§ **WRITTEN REQUEST**
Copy every line of the records below word for word, leaving out the pictures.

§ **MATERIALS PROVIDED**

··········

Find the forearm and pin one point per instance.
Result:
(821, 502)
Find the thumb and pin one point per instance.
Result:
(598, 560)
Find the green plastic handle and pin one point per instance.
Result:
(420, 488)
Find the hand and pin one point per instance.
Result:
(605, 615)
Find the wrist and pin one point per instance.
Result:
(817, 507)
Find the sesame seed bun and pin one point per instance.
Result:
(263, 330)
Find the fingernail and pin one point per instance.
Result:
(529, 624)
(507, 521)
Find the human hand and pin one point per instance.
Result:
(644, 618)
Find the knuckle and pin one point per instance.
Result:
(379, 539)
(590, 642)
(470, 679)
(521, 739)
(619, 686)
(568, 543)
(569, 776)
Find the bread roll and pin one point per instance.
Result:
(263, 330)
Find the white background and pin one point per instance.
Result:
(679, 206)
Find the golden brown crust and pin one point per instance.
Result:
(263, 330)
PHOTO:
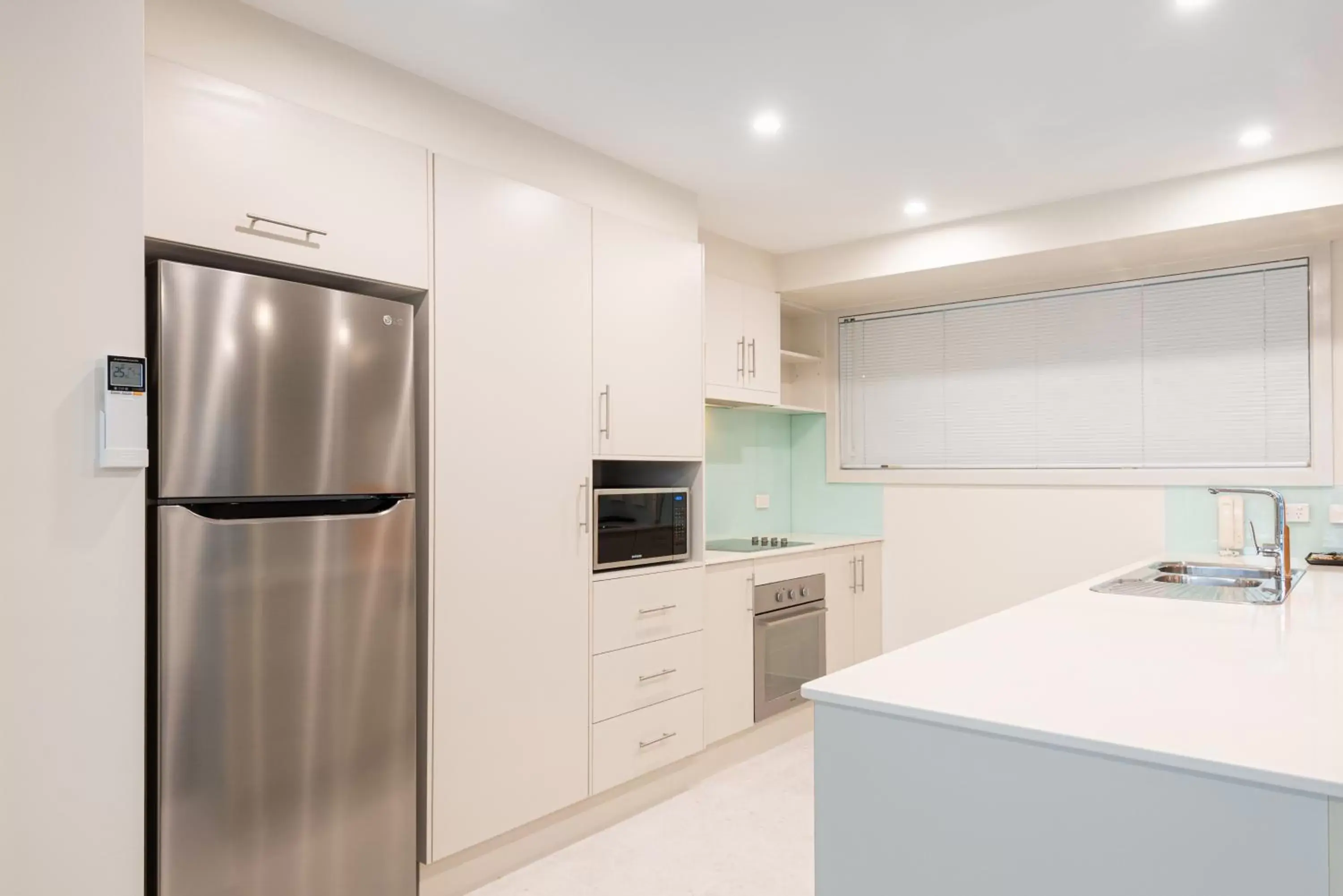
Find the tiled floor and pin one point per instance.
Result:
(744, 832)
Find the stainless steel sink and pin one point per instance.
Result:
(1228, 584)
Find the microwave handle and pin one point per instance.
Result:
(586, 498)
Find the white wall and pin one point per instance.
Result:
(72, 538)
(738, 261)
(1282, 187)
(257, 50)
(957, 554)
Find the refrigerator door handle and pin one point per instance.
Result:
(309, 510)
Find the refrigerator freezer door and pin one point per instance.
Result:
(266, 387)
(287, 704)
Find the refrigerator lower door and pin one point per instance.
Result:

··········

§ **THE ANSWER**
Find the forearm and pin one point per instance.
Result:
(821, 502)
Find the thumb and pin one point per instance.
Result:
(598, 560)
Find the green plastic handle and pin one point per instance.
Result:
(420, 488)
Find the hand and pin one point per instance.
Result:
(605, 615)
Find the wrist and pin one point per instance.
Result:
(817, 507)
Find the sesame seed bun and pin one point per instance.
Result:
(263, 330)
Find the fingernail and pin one point per instance.
Result:
(529, 624)
(507, 521)
Find the human hand and pin one point per instance.
Result:
(644, 618)
Find the knuckle and pin one point per instance.
Result:
(379, 539)
(590, 642)
(470, 679)
(521, 739)
(619, 686)
(568, 543)
(569, 776)
Find the bread roll and pin one point per instance.
Result:
(263, 330)
Find the white background and pin one point per instance.
Result:
(679, 206)
Find the golden brown crust and pin one point per instance.
Result:
(263, 330)
PHOTO:
Find the tiled floor and pin one point per instance.
Result:
(744, 832)
Find the stainless steel sink and pin one point per instance.
Result:
(1228, 584)
Find the microwave handle and pin one point per instance.
Result:
(586, 498)
Find the white wall and pin one point per instance.
Result:
(72, 538)
(738, 261)
(1282, 187)
(257, 50)
(957, 554)
Find the refrigerator door handle and pin one point per instance.
Result:
(309, 510)
Find the refrigerator freezer door and pin one point per instance.
Result:
(266, 387)
(287, 704)
Find the refrigerator lower door and pin one point per instance.
Result:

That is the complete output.